— EXERCISE INSTRUCTIONS —
Extract each line of the material that follows exactly and omit its pictures.

— DATASET EXCERPTS —
****************
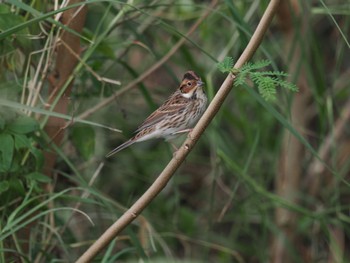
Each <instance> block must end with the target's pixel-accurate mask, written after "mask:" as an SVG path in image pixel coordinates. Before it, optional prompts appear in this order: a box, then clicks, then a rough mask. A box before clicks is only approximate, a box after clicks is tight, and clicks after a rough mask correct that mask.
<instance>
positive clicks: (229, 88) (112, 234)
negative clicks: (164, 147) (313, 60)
mask: <svg viewBox="0 0 350 263" xmlns="http://www.w3.org/2000/svg"><path fill="white" fill-rule="evenodd" d="M213 3H216V1H214V2H213ZM278 4H279V0H271V1H270V3H269V5H268V6H267V8H266V10H265V13H264V15H263V17H262V18H261V20H260V23H259V25H258V26H257V28H256V30H255V32H254V34H253V36H252V38H251V40H250V41H249V43H248V46H247V47H246V48H245V50H244V52H243V54H242V55H241V57H240V58H239V59H238V61H237V62H236V64H235V68H240V67H242V66H243V64H244V63H246V62H247V61H248V60H249V59H250V58H251V57H252V56H253V54H254V53H255V51H256V49H257V48H258V46H259V45H260V43H261V41H262V38H263V36H264V35H265V33H266V31H267V29H268V27H269V25H270V23H271V20H272V18H273V17H274V14H275V12H276V9H277V7H278ZM234 79H235V76H234V75H232V74H229V75H228V76H227V78H226V79H225V81H224V83H223V84H222V85H221V87H220V89H219V91H218V92H217V93H216V95H215V97H214V98H213V100H212V102H211V103H210V105H209V107H208V109H207V110H206V112H205V113H204V115H203V116H202V118H201V119H200V120H199V122H198V123H197V125H196V126H195V127H194V129H193V131H192V132H191V134H189V136H188V138H187V139H186V141H185V142H184V143H183V145H182V146H181V147H180V149H179V150H178V151H177V152H176V154H175V156H174V157H173V158H172V160H171V161H170V162H169V163H168V165H167V166H166V167H165V169H164V170H163V171H162V173H161V174H160V175H159V176H158V178H157V179H156V180H155V182H154V183H153V184H152V185H151V186H150V187H149V188H148V190H147V191H146V192H145V193H144V194H143V195H142V196H141V197H140V198H139V199H138V200H137V201H136V202H135V203H134V204H133V205H132V206H131V207H130V209H129V210H128V211H126V212H125V213H124V214H123V215H122V216H121V217H120V218H119V219H118V220H117V221H116V222H115V223H114V224H113V225H112V226H110V227H109V228H108V229H107V230H106V231H105V232H104V233H103V234H102V236H101V237H100V238H99V239H97V240H96V241H95V243H94V244H92V245H91V246H90V247H89V248H88V250H86V251H85V253H84V254H83V255H82V256H81V257H80V258H79V259H78V260H77V261H76V262H77V263H83V262H84V263H85V262H90V261H91V260H92V259H93V258H94V257H95V256H96V255H97V254H98V253H99V252H100V251H101V250H102V249H103V248H105V247H106V246H107V245H108V244H109V243H110V242H111V240H113V238H114V237H115V236H117V235H118V233H120V232H121V231H122V230H123V229H124V228H125V227H126V226H127V225H129V224H130V223H131V222H132V221H133V220H134V219H135V218H136V217H137V216H138V215H139V214H140V213H141V212H142V211H143V209H145V207H146V206H147V205H148V204H149V203H150V202H151V201H152V200H153V199H154V198H155V197H156V196H157V195H158V194H159V193H160V192H161V191H162V189H163V188H164V187H165V186H166V185H167V183H168V182H169V180H170V179H171V177H172V176H173V174H174V173H175V171H176V170H177V169H178V168H179V166H180V165H181V164H182V162H183V161H184V160H185V158H186V156H187V155H188V154H189V153H190V151H191V150H192V148H193V147H194V145H195V143H196V142H197V141H198V139H199V137H200V136H201V135H202V134H203V132H204V130H205V128H206V127H207V126H208V125H209V123H210V122H211V120H212V119H213V118H214V116H215V115H216V113H217V112H218V110H219V109H220V107H221V105H222V104H223V102H224V100H225V98H226V97H227V95H228V93H229V92H230V90H231V89H232V85H233V81H234ZM79 117H80V118H81V116H79Z"/></svg>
****************
— RESPONSE TO THIS TASK —
Each <instance> block must end with the target's pixel-accurate mask, written after "mask:" as an SVG path in image pixel coordinates. Before it, optional prompts appear in this order: a box, then clicks, then a rough mask. A box before clicks is only approximate, a box after clicks is tight, and clicks after a rough mask correct that mask.
<instance>
positive clicks: (229, 88) (112, 234)
negative clicks: (164, 147) (313, 60)
mask: <svg viewBox="0 0 350 263" xmlns="http://www.w3.org/2000/svg"><path fill="white" fill-rule="evenodd" d="M213 3H216V1H214V2H213ZM278 4H279V0H271V1H270V3H269V5H268V6H267V8H266V10H265V13H264V15H263V17H262V18H261V20H260V23H259V25H258V26H257V28H256V30H255V32H254V34H253V36H252V38H251V40H250V41H249V43H248V46H247V47H246V48H245V50H244V52H243V54H242V55H241V57H240V58H239V59H238V61H237V62H236V64H235V68H240V67H242V66H243V64H244V63H246V62H247V61H248V60H249V59H250V58H251V57H252V56H253V54H254V53H255V51H256V49H257V48H258V46H259V45H260V43H261V41H262V38H263V36H264V35H265V33H266V31H267V29H268V27H269V25H270V23H271V20H272V18H273V17H274V14H275V12H276V9H277V7H278ZM234 79H235V76H234V75H232V74H229V75H228V76H227V78H226V79H225V81H224V83H223V84H222V85H221V87H220V89H219V91H218V92H217V93H216V95H215V97H214V98H213V100H212V102H211V103H210V105H209V107H208V109H207V110H206V112H205V113H204V115H203V116H202V118H201V119H200V120H199V122H198V123H197V125H196V126H195V127H194V129H193V131H192V132H191V134H189V136H188V138H187V139H186V141H185V142H184V143H183V145H182V146H181V147H180V149H179V150H178V151H177V152H176V154H175V156H174V157H173V158H172V160H171V161H170V162H169V163H168V165H167V166H166V167H165V169H164V170H163V171H162V173H161V174H160V175H159V176H158V178H157V179H156V180H155V182H154V183H153V184H152V185H151V186H150V187H149V188H148V190H147V191H146V192H145V193H144V194H143V195H142V196H141V197H140V198H139V199H138V200H137V201H136V202H135V203H134V204H133V205H132V206H131V207H130V209H129V210H128V211H126V212H125V213H124V214H123V215H122V216H121V217H120V218H119V219H118V220H117V221H116V222H115V223H114V224H113V225H112V226H110V227H109V228H108V229H107V230H106V231H105V232H104V233H103V234H102V236H101V237H100V238H99V239H97V240H96V241H95V243H94V244H92V245H91V246H90V247H89V248H88V250H86V251H85V253H84V254H83V255H82V256H81V257H80V258H79V259H78V260H77V261H76V262H77V263H83V262H84V263H85V262H90V261H91V260H92V259H93V258H94V257H95V256H96V255H97V254H98V253H99V252H100V251H101V250H102V249H103V248H105V247H106V246H107V245H108V244H109V243H110V242H111V240H113V238H114V237H115V236H117V235H118V233H120V232H121V231H122V230H123V229H124V228H125V227H126V226H127V225H129V224H130V223H131V222H132V221H133V220H134V219H135V218H136V217H137V216H138V215H139V214H140V213H141V212H142V211H143V209H145V207H146V206H147V205H148V204H149V203H150V202H151V201H152V200H153V199H154V198H155V197H156V196H157V195H158V194H159V193H160V192H161V191H162V189H163V188H164V187H165V186H166V185H167V183H168V182H169V180H170V179H171V177H172V176H173V174H174V173H175V171H176V170H177V169H178V168H179V166H180V165H181V164H182V162H183V161H184V160H185V158H186V156H187V155H188V154H189V153H190V151H191V150H192V148H193V147H194V145H195V143H196V142H197V141H198V139H199V137H200V136H201V135H202V134H203V132H204V130H205V128H206V127H207V126H208V125H209V123H210V122H211V120H212V119H213V118H214V116H215V115H216V113H217V112H218V110H219V109H220V107H221V105H222V104H223V102H224V100H225V98H226V97H227V95H228V93H229V92H230V90H231V89H232V85H233V81H234ZM79 117H80V118H81V116H79Z"/></svg>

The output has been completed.